+++ Provided passage

It would be valuable if we could combine the best parts of GPUBuffer.mapAsync() and GPUQueue.writeBuffer() into something which doesn't require an extra allocation or copy on UMA systems. This kind of combination would have to be something that isn't UMA-specific, but would work on both UMA and non-UMA, and UMA systems would be able to avoid extra allocations/copies under-the-hood.

Goals

The "async" part of GPUBuffer.mapAsync() would be valuable, because that allows the implementation to not have to stash any data due to the destination buffer being busy.
The "map" part of GPUBuffer.mapAsync() would be valuable because it allows the array buffer to be backed directly by GPU memory, thereby potentially avoiding another copy on UMA systems.
The "queue" part of GPUQueue.writeBuffer() would be valuable, because non-UMA systems would need to schedule an internal copy to the destination, and specifying the queue gives them a place to do that.

++++++
+++ Supplied records

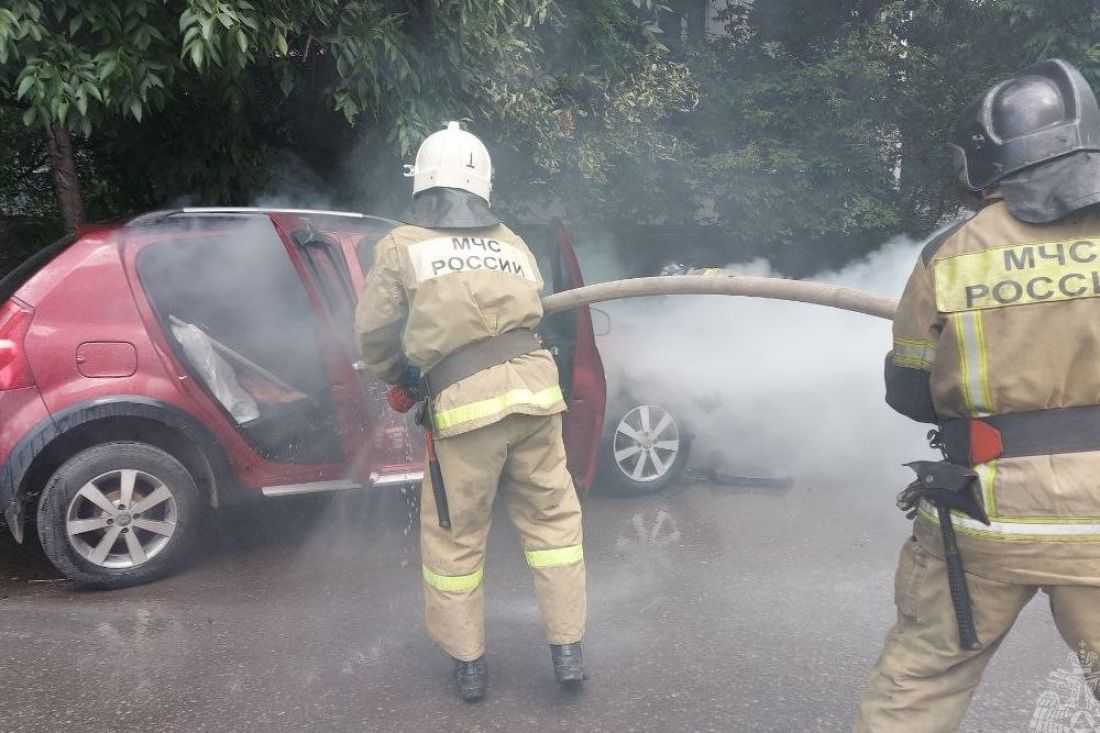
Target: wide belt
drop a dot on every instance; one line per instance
(480, 356)
(1013, 435)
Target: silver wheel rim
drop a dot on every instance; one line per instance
(122, 518)
(646, 444)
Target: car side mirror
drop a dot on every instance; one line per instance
(601, 325)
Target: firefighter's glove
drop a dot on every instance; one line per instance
(944, 484)
(400, 400)
(410, 378)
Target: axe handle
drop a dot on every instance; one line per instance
(442, 511)
(956, 580)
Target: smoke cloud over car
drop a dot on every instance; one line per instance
(772, 389)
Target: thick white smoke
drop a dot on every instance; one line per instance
(772, 389)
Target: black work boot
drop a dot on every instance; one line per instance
(568, 666)
(471, 678)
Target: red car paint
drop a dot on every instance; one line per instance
(81, 345)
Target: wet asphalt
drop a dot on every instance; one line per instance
(712, 608)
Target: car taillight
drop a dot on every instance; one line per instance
(14, 321)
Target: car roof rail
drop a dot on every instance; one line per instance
(261, 209)
(161, 215)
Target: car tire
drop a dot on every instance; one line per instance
(118, 514)
(634, 438)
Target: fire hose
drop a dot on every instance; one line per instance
(834, 296)
(800, 291)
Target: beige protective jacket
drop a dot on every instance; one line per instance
(1002, 316)
(430, 292)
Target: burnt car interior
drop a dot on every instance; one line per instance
(558, 329)
(237, 314)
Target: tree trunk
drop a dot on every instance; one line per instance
(65, 179)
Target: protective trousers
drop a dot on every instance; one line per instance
(524, 455)
(922, 681)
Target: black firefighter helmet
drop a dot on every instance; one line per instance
(1037, 137)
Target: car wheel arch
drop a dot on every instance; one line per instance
(41, 451)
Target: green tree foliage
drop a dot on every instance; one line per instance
(223, 100)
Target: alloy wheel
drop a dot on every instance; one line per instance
(646, 444)
(121, 518)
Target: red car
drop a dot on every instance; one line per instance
(153, 369)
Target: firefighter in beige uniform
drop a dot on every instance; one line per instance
(454, 281)
(997, 339)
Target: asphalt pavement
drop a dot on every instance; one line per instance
(712, 608)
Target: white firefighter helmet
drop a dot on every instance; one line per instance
(452, 159)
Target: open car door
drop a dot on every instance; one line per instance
(579, 363)
(375, 439)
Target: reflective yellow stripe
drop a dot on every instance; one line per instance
(974, 364)
(987, 477)
(1085, 531)
(916, 354)
(1019, 274)
(453, 583)
(476, 411)
(977, 395)
(553, 558)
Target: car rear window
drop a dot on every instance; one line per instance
(17, 277)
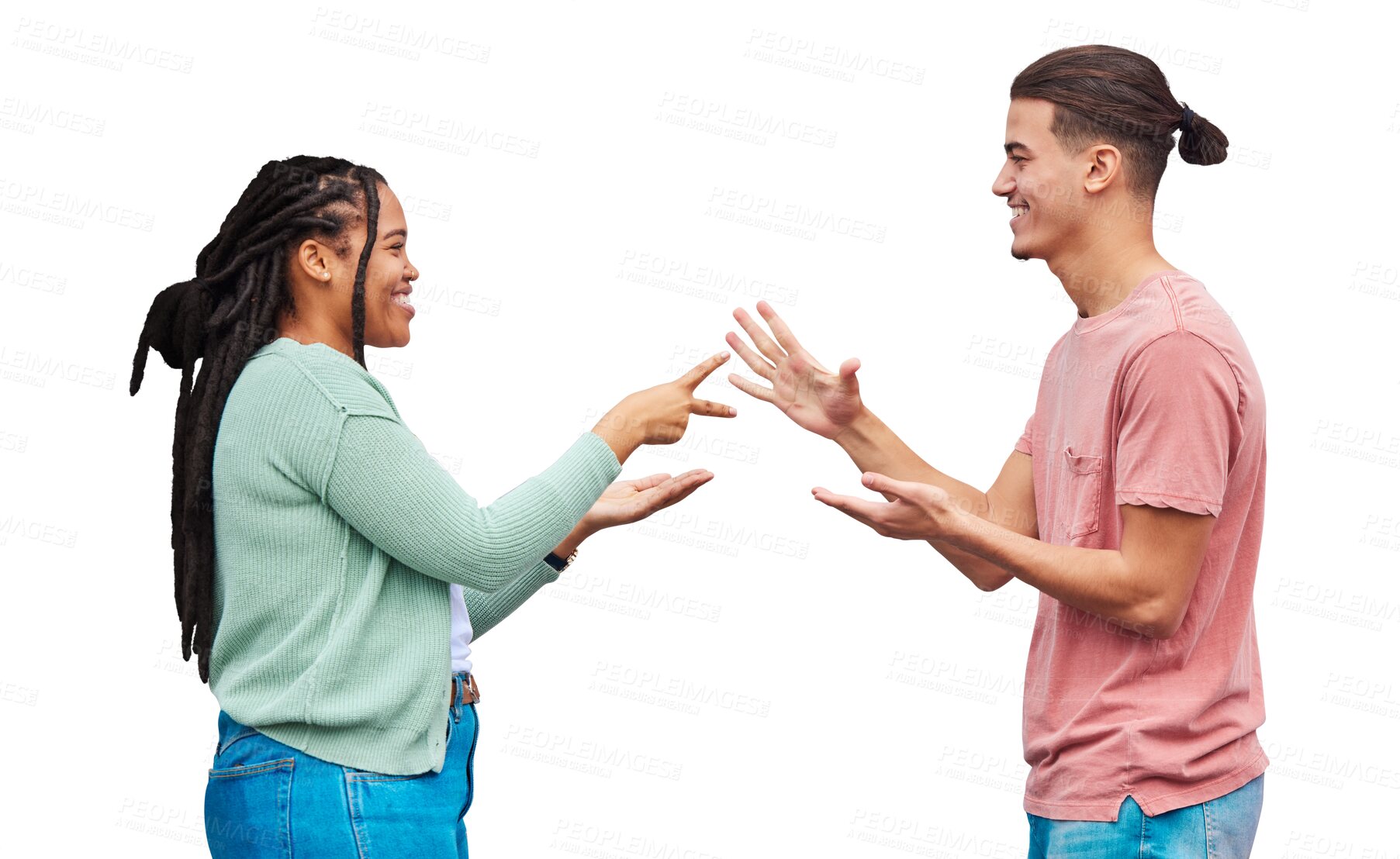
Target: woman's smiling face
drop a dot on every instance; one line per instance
(323, 281)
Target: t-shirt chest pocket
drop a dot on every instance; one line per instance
(1084, 485)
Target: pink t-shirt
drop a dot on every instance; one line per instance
(1153, 402)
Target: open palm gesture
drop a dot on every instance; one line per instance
(815, 398)
(627, 501)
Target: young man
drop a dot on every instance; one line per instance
(1134, 498)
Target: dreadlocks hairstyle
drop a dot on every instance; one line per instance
(222, 316)
(1119, 95)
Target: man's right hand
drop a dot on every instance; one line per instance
(815, 398)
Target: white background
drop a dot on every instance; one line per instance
(118, 171)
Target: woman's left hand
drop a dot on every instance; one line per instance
(631, 501)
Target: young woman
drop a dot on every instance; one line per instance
(344, 568)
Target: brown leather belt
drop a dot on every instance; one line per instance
(469, 693)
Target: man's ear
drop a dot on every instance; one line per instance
(1104, 167)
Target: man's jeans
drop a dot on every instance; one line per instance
(1217, 829)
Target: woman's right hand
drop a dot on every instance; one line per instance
(660, 415)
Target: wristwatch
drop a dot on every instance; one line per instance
(558, 563)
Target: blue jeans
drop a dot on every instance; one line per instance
(268, 799)
(1219, 829)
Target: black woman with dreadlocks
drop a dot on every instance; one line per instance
(342, 567)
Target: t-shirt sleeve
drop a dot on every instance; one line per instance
(388, 487)
(1024, 443)
(1179, 429)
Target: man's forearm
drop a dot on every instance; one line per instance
(874, 447)
(1098, 581)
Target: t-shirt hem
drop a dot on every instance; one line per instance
(1108, 812)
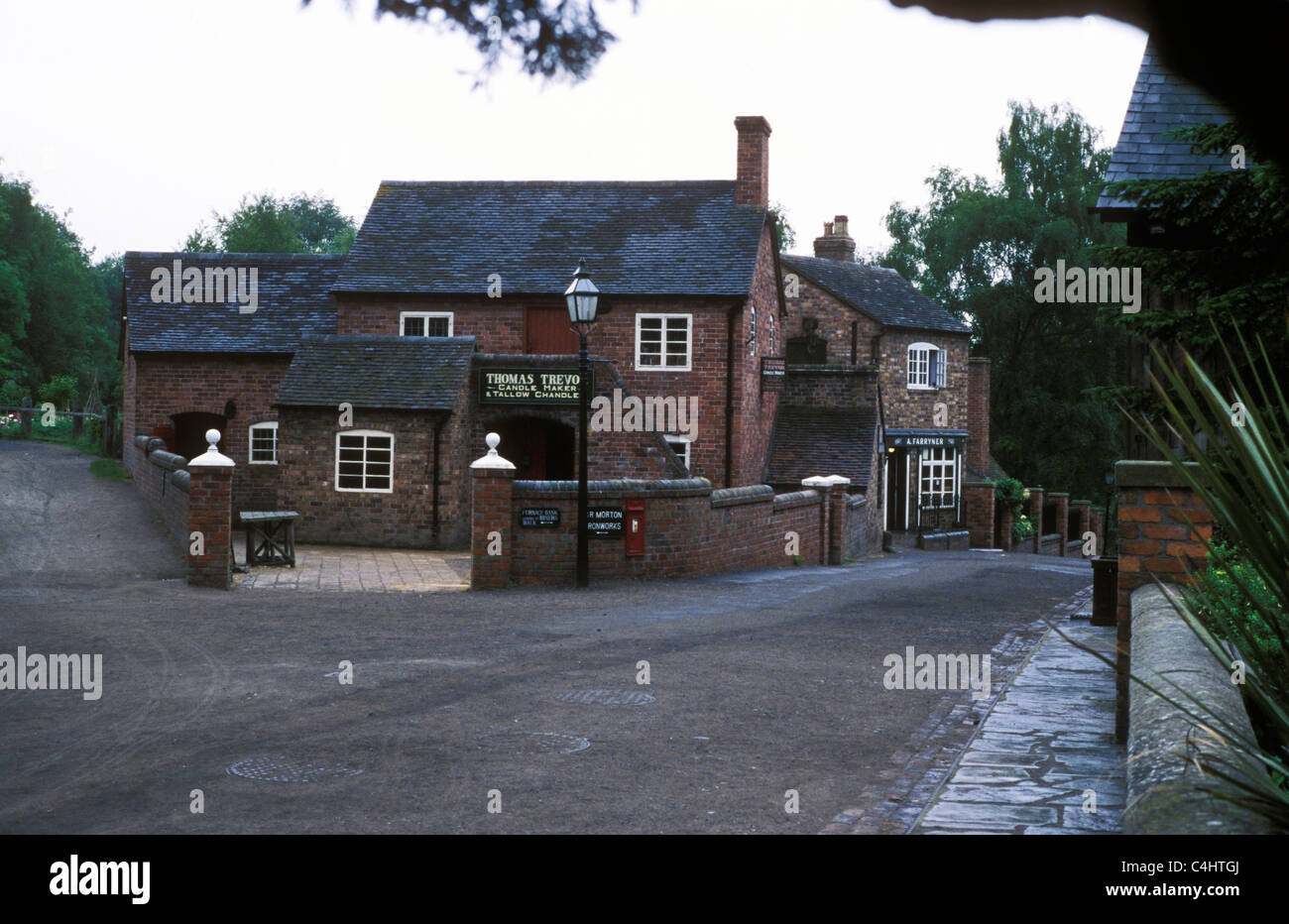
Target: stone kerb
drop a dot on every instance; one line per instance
(1163, 531)
(210, 478)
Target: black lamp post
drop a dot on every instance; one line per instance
(583, 297)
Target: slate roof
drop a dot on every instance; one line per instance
(811, 441)
(639, 239)
(294, 300)
(877, 291)
(1160, 102)
(400, 373)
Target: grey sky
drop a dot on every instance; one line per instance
(141, 116)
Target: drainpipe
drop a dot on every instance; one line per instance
(730, 395)
(438, 425)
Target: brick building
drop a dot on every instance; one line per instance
(357, 390)
(885, 372)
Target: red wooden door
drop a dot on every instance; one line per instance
(546, 331)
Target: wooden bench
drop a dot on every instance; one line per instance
(270, 536)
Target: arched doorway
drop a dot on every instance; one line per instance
(189, 432)
(540, 449)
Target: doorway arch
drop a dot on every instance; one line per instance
(541, 449)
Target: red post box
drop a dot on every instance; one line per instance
(635, 527)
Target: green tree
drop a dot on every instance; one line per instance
(975, 248)
(265, 224)
(55, 312)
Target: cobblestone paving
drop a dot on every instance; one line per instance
(1053, 730)
(343, 567)
(1044, 760)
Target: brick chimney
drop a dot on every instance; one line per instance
(752, 181)
(837, 243)
(978, 412)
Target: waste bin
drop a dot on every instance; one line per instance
(1105, 589)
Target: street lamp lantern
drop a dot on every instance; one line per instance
(583, 299)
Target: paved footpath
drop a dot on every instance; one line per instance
(1044, 759)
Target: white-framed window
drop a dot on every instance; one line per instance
(927, 366)
(681, 446)
(424, 323)
(365, 462)
(263, 443)
(937, 482)
(664, 342)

++++++

Set tasks »
• 1. List every quoted part of an API method that the Goals section of the passage calls valuable.
• 2. Return the lines of the entries verbatim, starting at the line that contains "Target: slate roof" and continuing through the last line of the entries, with both ends included.
The passage and the entries are separate material with no connection to each other.

Completed exercise »
• 1. "async" (from GPUBuffer.mapAsync()), "map" (from GPUBuffer.mapAsync()), "queue" (from GPUQueue.writeBuffer())

• 2.
Target: slate roof
drop a dot on every instance; one line per instance
(811, 441)
(639, 239)
(294, 300)
(877, 291)
(1160, 102)
(400, 373)
Target: grey sky
drop a dot on every instance; one line per instance
(141, 116)
Target: drainpipe
drop a dot on every instance; one line per instance
(730, 395)
(438, 425)
Target: brick building
drop a dot on every instance; one line per instance
(357, 390)
(885, 372)
Target: red wooden door
drop a dot on every instance; one line per instance
(546, 331)
Target: wooden bench
drop a dot on every instance; one line per instance
(270, 536)
Target: arched doorway
drop a dot on every instance; one line per instance
(189, 432)
(540, 449)
Target: doorway arch
drop a dot on every instance; one line per instance
(541, 449)
Target: red post box
drop a dot on every instance; one line per instance
(635, 527)
Target: green tree
drop a dot on every instance; one line per instance
(975, 248)
(265, 224)
(55, 312)
Target: cobblestone paving
drop a dot on every instance; one line per instance
(1053, 730)
(343, 567)
(1044, 760)
Target: brick chimney
drop a dot on every instance; one line per instance
(752, 181)
(837, 243)
(978, 412)
Target: waste bin
drop a dot on every instance; one line per instance
(1105, 589)
Target: street lamp lantern
drop a dot on every instance; one line per instance
(583, 299)
Target: paved footpath
drop a dot on every instance; one line per instance
(1044, 759)
Target: white-framed window
drop a dot on every instance; one line per instance
(927, 366)
(681, 446)
(424, 323)
(365, 462)
(263, 443)
(937, 482)
(664, 342)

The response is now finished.